▶ _WRITTEN TASK_: Copy each of the lines below word for word, keeping their order.
● ● ● ● ●
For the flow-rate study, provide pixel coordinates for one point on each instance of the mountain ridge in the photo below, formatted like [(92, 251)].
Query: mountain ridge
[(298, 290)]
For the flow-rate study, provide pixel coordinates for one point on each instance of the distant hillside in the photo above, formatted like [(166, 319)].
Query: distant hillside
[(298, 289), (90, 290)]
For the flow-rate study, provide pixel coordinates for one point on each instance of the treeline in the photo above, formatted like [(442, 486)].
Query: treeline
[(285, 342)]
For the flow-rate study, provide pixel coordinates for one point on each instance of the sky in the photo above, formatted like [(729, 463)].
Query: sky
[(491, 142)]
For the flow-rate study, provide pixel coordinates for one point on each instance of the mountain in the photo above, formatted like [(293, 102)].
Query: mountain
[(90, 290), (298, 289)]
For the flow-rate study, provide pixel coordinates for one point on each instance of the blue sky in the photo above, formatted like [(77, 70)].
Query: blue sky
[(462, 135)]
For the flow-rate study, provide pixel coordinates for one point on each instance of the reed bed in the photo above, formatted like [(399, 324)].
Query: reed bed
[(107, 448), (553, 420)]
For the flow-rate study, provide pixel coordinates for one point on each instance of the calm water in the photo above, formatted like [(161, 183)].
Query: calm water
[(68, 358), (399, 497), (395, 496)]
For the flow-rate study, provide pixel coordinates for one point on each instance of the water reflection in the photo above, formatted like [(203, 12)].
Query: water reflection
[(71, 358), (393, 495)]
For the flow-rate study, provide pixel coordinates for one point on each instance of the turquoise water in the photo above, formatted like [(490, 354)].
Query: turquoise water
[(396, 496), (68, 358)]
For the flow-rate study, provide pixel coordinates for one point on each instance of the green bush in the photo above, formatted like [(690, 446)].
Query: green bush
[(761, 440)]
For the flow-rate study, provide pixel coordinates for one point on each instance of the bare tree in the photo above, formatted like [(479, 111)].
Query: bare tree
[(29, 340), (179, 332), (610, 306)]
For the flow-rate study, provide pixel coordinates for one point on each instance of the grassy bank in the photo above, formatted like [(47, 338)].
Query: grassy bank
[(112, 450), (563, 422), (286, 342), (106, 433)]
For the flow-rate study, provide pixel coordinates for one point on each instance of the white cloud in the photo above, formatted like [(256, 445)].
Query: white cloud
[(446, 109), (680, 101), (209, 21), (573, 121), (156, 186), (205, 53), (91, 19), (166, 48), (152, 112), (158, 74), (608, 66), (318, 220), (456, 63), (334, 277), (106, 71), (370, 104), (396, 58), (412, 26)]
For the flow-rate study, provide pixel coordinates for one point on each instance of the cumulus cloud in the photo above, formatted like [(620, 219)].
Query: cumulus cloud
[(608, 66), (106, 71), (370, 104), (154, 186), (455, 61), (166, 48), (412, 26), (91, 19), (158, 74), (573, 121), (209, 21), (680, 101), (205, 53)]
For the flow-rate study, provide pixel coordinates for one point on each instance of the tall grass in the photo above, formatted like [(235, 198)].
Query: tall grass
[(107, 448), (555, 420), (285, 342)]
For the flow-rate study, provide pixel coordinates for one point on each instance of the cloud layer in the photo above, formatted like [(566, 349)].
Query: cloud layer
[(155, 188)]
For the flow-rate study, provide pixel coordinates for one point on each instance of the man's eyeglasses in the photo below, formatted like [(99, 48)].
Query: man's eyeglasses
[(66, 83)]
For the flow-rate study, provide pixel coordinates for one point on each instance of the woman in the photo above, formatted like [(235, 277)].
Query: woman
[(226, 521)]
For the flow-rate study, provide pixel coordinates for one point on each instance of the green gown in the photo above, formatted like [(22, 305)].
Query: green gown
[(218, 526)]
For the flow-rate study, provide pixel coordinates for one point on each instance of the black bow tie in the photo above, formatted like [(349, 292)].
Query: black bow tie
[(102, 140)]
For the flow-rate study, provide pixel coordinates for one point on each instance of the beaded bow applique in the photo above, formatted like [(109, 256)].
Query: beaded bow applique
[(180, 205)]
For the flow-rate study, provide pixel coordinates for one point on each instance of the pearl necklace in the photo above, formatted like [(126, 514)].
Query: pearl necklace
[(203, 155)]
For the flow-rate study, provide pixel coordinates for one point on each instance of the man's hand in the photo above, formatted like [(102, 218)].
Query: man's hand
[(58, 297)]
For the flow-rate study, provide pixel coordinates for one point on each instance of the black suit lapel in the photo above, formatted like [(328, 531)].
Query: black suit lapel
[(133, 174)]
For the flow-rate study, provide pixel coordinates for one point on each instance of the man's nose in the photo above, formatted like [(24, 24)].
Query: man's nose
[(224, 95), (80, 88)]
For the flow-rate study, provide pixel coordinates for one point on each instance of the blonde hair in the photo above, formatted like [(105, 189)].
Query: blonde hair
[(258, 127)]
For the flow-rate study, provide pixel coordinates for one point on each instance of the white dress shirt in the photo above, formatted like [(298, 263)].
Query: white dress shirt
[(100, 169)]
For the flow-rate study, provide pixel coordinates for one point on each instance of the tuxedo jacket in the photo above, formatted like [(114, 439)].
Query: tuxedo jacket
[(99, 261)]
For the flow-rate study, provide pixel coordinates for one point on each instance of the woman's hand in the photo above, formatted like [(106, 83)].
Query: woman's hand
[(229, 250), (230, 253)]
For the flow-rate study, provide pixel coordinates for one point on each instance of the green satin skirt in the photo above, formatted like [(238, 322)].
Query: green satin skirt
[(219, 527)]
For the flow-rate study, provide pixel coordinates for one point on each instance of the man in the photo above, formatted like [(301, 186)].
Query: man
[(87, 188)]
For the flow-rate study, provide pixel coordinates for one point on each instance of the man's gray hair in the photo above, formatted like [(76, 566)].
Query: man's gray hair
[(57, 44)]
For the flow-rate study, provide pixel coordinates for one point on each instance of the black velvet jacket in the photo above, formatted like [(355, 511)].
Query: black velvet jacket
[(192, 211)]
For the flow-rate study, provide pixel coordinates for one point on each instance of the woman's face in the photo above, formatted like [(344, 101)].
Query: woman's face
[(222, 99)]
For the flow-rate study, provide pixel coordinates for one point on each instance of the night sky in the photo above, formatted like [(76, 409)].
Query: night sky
● ● ● ● ●
▶ _RESULT OF THE EXERCISE_:
For the flow-rate study, provide pixel coordinates for one point on each instance of the mountain ridge in the photo below, formatted like [(92, 251)].
Query: mountain ridge
[(298, 290)]
For the flow-rate study, provide pixel coordinates for one point on each instance of the distant hillside in the photo above, formatted like [(166, 319)].
Query: distant hillside
[(298, 289), (90, 290)]
For the flow-rate study, provide pixel coordinates for one point on each instance of the treeline in the photo above, formatted like [(442, 486)].
Query: treeline
[(285, 342)]
For the flow-rate study, provide pixel coordinates for one point on each instance of the sky in the photo above, formatted like [(729, 463)].
Query: sky
[(491, 142)]
For the flow-rate study, provide pixel coordinates for one point on each instance of the mountain in the photo above, formatted like [(293, 102)].
Query: mountain
[(90, 290), (298, 289)]
For the flow-rate study, provide pixel coordinates for one point on each instance of the blue sky in the photo above, formatted like [(77, 70)].
Query: blue sky
[(462, 135)]
For the flow-rate study, provide pixel coordinates for one point on each instance of the reed bed in the photo above, formatted like [(399, 324)].
Query: reed bed
[(107, 448), (553, 420)]
For the flow-rate study, provide pixel coordinates for one point on each instance of the calm water in the photo above, formatted like [(161, 183)].
Query: calm water
[(68, 358), (399, 497), (395, 496)]
For the flow-rate study, provide pixel coordinates for one point on each instance of the water reflection in the photo above, formatted like [(203, 12)].
Query: water reflection
[(71, 358), (393, 495)]
For the flow-rate study, provide pixel coordinates for one point on each instance of the turquoise water in the photo above, formatted like [(490, 354)].
Query: turquoise water
[(396, 496), (68, 358)]
For the flow-rate study, provide pixel coordinates for one point on each instance of the green bush in the photo above, formatted like [(690, 446)].
Query: green bush
[(761, 440)]
For the flow-rate study, provide pixel coordinates for one point on each instance of the bare tree in the photo above, formatted like [(479, 111)].
Query: bare tree
[(29, 340), (179, 332), (610, 306)]
For the flow-rate study, provide pixel coordinates for one point on each instance of the grassy bank in the photo above, formatted like [(47, 338)].
Query: grassy bank
[(112, 450), (563, 422), (286, 342), (106, 433)]
For the flow-rate study, provide pixel coordinates for one point on each instance of the white cloud in the photo above, formatted like [(256, 445)].
Query: white cloud
[(446, 109), (680, 101), (209, 21), (573, 121), (156, 186), (205, 53), (91, 19), (166, 48), (152, 112), (158, 74), (608, 66), (318, 220), (456, 63), (334, 277), (106, 71), (370, 104), (396, 58), (412, 26)]
For the flow-rate study, provide pixel coordinates for one point on each instance of the cumulus cloud in the photo above, formatted like [(620, 219)].
Query: cumulus cloud
[(608, 66), (106, 71), (370, 104), (154, 186), (455, 61), (166, 48), (412, 26), (91, 19), (158, 74), (573, 121), (209, 21), (680, 101), (205, 53)]
For the flow-rate study, provide pixel coordinates for one point on each instance of the tall grass in the photo above, formatted like [(235, 198)].
Query: tall grass
[(107, 448), (555, 420), (285, 342)]
For the flow-rate study, provide pixel coordinates for one point on each instance of the cloud layer in the photo above, formatted like [(566, 349)].
Query: cloud layer
[(155, 188)]
For the flow-rate study, provide pixel coordinates for one point on each instance of the man's eyeglasses in the photo below, formatted like [(99, 48)].
Query: man's eyeglasses
[(66, 83)]
For the flow-rate study, provide pixel coordinates for one point on each instance of the woman in the photo above, formatted like [(235, 277)].
Query: woman
[(226, 521)]
For the flow-rate study, provide pixel coordinates for one point on each instance of the green gown in the photo above, formatted like [(22, 305)].
Query: green gown
[(218, 526)]
For the flow-rate study, provide pixel coordinates for one point on each instance of the black bow tie in the photo above, formatted like [(349, 292)].
Query: black bow tie
[(102, 140)]
For the flow-rate study, provide pixel coordinates for one point on each instance of the beaded bow applique in the photo above, formatted like [(109, 256)].
Query: beaded bow applique
[(180, 205)]
For the flow-rate study, provide pixel coordinates for one point on each instance of the pearl necklace in the photo above, formatted like [(126, 514)].
Query: pearl necklace
[(203, 155)]
For the flow-rate study, provide pixel coordinates for one point on each instance of the man's hand in the photo above, formatted like [(102, 218)].
Query: man's hand
[(58, 297)]
For the flow-rate study, provide pixel coordinates for one point on each instance of the black suit lapel in the photo above, formatted like [(328, 531)].
Query: black suit lapel
[(133, 174)]
For the flow-rate study, provide pixel coordinates for one point on each instance of the man's nose in the photo above, formatted like [(24, 24)].
Query: man's nose
[(224, 95), (80, 88)]
For the flow-rate study, provide pixel coordinates for one point on each instance of the blonde hair in the photo above, formatted like [(105, 189)].
Query: blonde hair
[(258, 127)]
For the flow-rate study, provide pixel coordinates for one point on each instance of the white dress shirt in the photo above, formatted like [(298, 263)].
Query: white dress shirt
[(100, 169)]
For the flow-rate study, provide pixel coordinates for one point on each instance of the tuxedo jacket in the photo above, formatted like [(114, 439)].
Query: tuxedo jacket
[(99, 261)]
For the flow-rate study, provide pixel coordinates for one point on each instance of the woman's hand in the photo above, formatted like [(106, 83)].
Query: woman's hand
[(229, 250), (230, 253)]
For the flow-rate study, provide pixel coordinates for one point on each instance of the green satin skirt in the photo above, formatted like [(238, 322)].
Query: green satin skirt
[(219, 527)]
For the flow-rate study, provide pixel coordinates for one point on each instance of the man in the photo above, formatted like [(301, 186)].
Query: man
[(87, 188)]
For the flow-rate study, provide pixel coordinates for one point on each instance of the man's gray hair in the photo above, formatted like [(76, 566)].
Query: man's gray hair
[(57, 44)]
For the flow-rate study, provide pixel coordinates for one point on each instance of the black velvet jacket in the photo above, formatted like [(355, 511)].
Query: black velvet jacket
[(192, 211)]
For the flow-rate study, provide pixel coordinates for one point on each instance of the woman's face in the photo above, formatted like [(344, 101)].
Query: woman's face
[(222, 99)]
For the flow-rate study, provide pixel coordinates for one point on each instance of the night sky in the photo above, formatted like [(76, 409)].
Query: night sky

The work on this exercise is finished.